• MATERIAL PROVIDED:
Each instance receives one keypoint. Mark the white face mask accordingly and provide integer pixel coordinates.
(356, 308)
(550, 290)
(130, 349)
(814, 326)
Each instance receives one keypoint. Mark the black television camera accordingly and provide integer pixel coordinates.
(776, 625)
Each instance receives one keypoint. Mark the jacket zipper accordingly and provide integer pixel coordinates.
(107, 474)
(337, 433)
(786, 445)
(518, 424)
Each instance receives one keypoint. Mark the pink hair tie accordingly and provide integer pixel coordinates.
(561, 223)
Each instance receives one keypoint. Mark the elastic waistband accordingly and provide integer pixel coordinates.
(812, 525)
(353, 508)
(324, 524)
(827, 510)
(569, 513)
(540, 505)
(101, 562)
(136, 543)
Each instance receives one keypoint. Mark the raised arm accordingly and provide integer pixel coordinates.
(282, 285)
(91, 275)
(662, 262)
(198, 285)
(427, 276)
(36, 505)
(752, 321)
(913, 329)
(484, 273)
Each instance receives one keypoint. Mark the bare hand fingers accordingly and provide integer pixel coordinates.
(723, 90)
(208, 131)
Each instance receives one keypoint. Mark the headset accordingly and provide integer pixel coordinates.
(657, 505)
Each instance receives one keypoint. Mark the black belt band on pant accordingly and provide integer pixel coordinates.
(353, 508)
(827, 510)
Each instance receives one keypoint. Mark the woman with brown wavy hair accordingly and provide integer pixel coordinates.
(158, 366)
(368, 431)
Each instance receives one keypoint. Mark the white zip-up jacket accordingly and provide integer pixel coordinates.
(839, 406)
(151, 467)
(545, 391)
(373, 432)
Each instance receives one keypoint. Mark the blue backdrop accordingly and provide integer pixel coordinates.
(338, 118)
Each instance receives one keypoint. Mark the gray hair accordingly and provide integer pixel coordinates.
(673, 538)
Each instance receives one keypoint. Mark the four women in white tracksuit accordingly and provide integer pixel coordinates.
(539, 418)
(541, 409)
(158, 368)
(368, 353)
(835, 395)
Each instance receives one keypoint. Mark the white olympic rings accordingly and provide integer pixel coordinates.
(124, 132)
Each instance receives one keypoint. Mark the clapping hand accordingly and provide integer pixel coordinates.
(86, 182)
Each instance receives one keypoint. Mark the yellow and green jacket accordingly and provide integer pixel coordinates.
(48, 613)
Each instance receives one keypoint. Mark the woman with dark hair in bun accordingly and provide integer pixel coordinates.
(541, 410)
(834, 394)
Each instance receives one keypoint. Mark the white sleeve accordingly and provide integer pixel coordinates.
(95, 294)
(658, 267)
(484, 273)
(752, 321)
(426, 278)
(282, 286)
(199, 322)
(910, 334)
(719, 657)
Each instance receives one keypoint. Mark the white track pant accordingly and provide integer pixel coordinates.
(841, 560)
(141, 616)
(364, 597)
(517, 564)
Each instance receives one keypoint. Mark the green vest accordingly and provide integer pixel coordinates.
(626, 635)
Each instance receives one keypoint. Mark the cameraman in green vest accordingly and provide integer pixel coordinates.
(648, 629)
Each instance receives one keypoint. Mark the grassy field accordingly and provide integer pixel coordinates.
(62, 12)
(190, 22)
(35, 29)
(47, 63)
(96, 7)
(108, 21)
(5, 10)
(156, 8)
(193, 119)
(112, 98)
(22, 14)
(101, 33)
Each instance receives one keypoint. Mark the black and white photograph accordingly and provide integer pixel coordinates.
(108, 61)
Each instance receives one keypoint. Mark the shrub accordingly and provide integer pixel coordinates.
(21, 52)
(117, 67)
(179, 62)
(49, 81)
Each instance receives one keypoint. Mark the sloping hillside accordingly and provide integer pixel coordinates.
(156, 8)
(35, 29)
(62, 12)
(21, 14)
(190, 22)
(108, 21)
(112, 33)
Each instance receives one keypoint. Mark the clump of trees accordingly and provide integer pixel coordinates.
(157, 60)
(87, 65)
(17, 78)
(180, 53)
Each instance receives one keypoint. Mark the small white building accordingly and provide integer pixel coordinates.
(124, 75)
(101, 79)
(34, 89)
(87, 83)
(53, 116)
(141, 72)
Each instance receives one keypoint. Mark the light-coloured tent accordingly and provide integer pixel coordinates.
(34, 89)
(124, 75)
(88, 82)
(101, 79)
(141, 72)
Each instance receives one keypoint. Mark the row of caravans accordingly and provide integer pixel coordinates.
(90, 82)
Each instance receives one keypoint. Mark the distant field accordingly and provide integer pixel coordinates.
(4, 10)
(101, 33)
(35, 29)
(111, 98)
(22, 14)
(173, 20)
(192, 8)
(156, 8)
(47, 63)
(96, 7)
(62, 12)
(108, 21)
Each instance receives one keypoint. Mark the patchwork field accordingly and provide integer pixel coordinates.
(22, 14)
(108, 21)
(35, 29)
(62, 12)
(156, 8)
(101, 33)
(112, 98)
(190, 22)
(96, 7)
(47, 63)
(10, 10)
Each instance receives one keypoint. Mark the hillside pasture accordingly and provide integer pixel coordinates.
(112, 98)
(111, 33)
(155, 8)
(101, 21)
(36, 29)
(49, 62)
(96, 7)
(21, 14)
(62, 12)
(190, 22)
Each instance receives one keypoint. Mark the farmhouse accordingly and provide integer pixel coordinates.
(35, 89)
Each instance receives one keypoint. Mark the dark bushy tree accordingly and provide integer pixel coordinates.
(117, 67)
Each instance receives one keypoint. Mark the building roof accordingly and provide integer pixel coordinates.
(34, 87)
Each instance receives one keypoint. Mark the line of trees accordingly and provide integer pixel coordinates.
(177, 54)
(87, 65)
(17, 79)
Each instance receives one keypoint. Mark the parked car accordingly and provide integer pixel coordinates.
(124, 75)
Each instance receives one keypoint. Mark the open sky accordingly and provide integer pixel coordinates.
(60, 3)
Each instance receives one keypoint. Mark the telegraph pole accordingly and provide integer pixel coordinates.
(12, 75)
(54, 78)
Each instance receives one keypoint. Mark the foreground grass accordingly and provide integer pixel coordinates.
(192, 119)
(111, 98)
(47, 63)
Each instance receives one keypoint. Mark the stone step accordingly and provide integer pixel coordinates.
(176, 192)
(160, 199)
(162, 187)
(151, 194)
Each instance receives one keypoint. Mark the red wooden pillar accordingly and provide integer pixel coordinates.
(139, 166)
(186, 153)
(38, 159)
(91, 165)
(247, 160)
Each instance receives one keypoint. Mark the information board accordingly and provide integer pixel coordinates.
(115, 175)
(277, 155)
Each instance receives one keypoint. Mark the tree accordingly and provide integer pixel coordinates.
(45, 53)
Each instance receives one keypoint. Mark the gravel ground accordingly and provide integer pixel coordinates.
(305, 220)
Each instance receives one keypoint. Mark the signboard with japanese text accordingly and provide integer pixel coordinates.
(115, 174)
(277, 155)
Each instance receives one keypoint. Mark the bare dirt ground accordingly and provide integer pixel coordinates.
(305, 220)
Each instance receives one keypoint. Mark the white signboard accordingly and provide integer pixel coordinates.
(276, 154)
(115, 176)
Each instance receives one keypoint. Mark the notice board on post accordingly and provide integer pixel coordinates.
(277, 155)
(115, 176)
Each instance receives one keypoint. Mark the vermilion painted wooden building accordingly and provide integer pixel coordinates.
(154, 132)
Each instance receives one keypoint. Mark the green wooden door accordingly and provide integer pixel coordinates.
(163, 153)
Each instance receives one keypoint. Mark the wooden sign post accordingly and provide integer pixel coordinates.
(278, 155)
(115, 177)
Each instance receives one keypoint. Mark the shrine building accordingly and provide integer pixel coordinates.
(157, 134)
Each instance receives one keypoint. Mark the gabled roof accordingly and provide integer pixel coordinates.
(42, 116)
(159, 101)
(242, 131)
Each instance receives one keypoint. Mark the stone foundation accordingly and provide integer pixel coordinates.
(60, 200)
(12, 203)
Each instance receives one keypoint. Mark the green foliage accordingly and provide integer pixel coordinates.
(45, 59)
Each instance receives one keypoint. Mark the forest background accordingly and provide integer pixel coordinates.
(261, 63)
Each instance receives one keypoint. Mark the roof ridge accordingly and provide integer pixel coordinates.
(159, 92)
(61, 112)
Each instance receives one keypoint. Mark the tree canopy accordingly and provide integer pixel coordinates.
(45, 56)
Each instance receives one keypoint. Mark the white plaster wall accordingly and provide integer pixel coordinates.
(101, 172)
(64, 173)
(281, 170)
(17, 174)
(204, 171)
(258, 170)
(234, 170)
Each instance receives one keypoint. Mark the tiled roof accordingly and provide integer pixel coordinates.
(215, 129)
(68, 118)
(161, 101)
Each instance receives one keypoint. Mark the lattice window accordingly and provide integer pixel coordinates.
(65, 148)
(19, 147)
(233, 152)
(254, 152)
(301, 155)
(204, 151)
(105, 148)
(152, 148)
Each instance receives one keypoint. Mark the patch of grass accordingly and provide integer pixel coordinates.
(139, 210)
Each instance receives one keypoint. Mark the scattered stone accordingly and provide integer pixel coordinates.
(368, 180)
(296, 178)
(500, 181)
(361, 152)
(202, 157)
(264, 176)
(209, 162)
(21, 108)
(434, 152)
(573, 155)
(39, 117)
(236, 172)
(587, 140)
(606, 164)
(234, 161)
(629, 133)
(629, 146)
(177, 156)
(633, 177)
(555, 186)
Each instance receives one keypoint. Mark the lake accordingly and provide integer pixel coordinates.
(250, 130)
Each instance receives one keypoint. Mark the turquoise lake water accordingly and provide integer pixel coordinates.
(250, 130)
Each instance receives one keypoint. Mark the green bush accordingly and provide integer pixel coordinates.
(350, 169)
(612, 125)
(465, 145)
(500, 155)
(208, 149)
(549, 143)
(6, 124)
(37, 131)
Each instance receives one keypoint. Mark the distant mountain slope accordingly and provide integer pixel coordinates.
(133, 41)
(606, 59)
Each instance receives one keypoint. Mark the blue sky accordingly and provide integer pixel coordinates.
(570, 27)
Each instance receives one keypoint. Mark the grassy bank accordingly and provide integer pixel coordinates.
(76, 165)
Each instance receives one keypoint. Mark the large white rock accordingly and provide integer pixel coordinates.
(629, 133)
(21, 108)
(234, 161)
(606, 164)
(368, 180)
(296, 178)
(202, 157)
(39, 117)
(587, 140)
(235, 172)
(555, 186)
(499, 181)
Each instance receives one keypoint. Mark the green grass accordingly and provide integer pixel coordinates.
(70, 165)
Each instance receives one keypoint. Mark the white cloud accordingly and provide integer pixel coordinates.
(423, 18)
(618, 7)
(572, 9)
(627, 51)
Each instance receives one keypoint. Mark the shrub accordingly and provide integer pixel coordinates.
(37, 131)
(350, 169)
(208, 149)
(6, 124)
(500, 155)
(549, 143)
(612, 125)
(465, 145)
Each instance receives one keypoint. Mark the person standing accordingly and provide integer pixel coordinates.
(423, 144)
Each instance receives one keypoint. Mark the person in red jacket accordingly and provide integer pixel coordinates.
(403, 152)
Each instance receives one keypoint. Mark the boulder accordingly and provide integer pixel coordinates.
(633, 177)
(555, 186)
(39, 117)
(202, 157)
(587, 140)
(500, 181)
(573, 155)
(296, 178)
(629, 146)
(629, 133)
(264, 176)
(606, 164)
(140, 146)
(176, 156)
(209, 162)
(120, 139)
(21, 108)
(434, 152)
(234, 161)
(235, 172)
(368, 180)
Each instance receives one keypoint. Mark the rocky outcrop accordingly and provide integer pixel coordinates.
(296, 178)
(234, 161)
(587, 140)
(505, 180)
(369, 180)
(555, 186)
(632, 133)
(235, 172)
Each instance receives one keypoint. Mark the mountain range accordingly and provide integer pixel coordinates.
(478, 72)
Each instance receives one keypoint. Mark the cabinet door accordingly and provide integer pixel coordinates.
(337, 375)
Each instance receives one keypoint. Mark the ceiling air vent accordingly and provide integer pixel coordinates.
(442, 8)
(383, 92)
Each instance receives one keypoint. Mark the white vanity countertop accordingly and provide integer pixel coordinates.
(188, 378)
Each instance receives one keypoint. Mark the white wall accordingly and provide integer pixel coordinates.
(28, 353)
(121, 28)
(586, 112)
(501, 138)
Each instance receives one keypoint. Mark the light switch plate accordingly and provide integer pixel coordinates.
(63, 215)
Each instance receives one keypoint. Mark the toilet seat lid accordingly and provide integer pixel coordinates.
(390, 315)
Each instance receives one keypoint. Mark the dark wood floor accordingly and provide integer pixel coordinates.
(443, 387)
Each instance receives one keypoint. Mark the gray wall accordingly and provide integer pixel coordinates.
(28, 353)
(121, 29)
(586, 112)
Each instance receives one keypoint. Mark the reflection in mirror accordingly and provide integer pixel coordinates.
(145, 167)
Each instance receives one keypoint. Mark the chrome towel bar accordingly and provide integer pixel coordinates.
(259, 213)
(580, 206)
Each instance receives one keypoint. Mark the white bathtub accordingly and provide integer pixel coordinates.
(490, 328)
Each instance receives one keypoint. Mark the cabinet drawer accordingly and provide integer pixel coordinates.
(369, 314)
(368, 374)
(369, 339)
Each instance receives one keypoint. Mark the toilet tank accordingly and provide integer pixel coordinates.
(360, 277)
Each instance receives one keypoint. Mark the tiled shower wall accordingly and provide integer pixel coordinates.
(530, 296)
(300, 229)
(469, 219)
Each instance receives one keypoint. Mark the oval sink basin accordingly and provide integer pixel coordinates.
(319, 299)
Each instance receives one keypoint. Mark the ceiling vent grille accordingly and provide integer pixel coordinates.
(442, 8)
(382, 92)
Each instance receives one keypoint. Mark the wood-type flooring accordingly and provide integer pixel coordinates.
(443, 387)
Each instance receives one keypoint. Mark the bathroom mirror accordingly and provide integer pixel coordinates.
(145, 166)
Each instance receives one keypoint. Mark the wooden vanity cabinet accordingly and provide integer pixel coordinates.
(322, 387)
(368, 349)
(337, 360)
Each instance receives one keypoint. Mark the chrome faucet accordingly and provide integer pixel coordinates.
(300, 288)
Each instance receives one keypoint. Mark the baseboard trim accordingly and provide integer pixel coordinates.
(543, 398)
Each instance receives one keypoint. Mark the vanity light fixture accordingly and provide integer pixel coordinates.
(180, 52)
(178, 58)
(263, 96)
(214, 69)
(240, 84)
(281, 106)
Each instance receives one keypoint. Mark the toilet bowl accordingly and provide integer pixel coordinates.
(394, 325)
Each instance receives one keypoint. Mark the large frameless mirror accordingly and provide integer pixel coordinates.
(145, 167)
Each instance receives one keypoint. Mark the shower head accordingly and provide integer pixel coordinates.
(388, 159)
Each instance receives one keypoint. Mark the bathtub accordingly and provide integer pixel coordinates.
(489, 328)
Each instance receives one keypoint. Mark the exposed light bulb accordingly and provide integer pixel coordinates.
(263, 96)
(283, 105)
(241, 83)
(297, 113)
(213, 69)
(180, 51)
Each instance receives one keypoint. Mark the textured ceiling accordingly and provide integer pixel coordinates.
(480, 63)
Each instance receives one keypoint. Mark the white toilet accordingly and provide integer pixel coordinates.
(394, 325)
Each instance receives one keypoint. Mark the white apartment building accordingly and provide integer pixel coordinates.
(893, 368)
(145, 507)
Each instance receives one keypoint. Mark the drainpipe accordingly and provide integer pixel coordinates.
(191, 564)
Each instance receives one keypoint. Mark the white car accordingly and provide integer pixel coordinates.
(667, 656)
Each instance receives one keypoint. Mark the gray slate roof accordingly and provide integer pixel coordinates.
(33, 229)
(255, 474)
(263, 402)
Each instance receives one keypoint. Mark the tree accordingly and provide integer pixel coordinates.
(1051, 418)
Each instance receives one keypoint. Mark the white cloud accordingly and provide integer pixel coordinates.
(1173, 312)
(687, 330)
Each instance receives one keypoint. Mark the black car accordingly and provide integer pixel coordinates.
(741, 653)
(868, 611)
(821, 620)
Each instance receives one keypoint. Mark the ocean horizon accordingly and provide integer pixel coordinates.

• WHAT YOU SHOULD DO: The answer must be an exact copy of the lines from the one containing "Each instance receives one keypoint. Mark the textured" through the last line of the records, both included.

• WRITTEN SOLUTION:
Each instance receives one keypoint. Mark the textured ceiling accordingly and provide integer pixel coordinates.
(480, 63)
Each instance receives one keypoint. Mark the white toilet accordingly and provide integer pixel coordinates.
(394, 325)
Each instance receives one keypoint. Mark the white apartment building accordingly and provide integer pixel coordinates.
(893, 368)
(145, 507)
Each instance receives one keypoint. Mark the drainpipe accordingly and provide integer pixel coordinates.
(191, 564)
Each instance receives one keypoint. Mark the white car accordingly and provide integer pixel coordinates.
(667, 656)
Each instance receives one keypoint. Mark the gray slate roof accordingly and provide integer pixel coordinates.
(33, 229)
(255, 474)
(263, 402)
Each instance receives one keypoint. Mark the tree accordingly and provide integer pixel coordinates.
(1051, 418)
Each instance receives one keypoint. Mark the white cloud accordingly and provide integer pixel coordinates.
(1173, 312)
(687, 330)
Each instance receives one keypoint. Mark the black car accordingly and provide integer pixel coordinates.
(741, 653)
(868, 611)
(821, 620)
Each instance receives one keypoint. Mark the ocean horizon accordingly and provide integer pixel coordinates.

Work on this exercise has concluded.